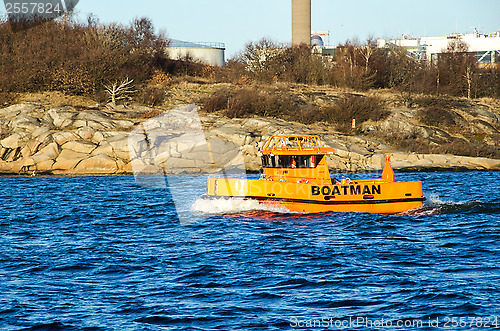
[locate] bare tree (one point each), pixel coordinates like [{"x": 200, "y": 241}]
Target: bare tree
[
  {"x": 120, "y": 91},
  {"x": 366, "y": 52}
]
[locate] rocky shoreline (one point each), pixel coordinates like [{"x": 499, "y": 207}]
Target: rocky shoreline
[{"x": 69, "y": 140}]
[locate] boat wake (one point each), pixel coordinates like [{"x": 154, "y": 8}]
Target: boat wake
[{"x": 434, "y": 205}]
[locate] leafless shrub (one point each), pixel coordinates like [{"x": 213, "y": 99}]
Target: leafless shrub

####################

AIM OF THE EXERCISE
Exclude the images and output the lines above exactly.

TASK ANSWER
[locate] bare tree (one point each), pixel coordinates like [{"x": 200, "y": 241}]
Target: bare tree
[
  {"x": 120, "y": 91},
  {"x": 366, "y": 52}
]
[locate] rocky shoreline (one point each), pixel coordinates like [{"x": 499, "y": 207}]
Target: rocky shoreline
[{"x": 69, "y": 140}]
[locate] boat wake (one point each), pixel coordinates like [{"x": 154, "y": 8}]
Target: boat wake
[{"x": 434, "y": 205}]
[locate] leafless shrub (one point each), pixel coordinates like [{"x": 213, "y": 99}]
Target: leafless shrub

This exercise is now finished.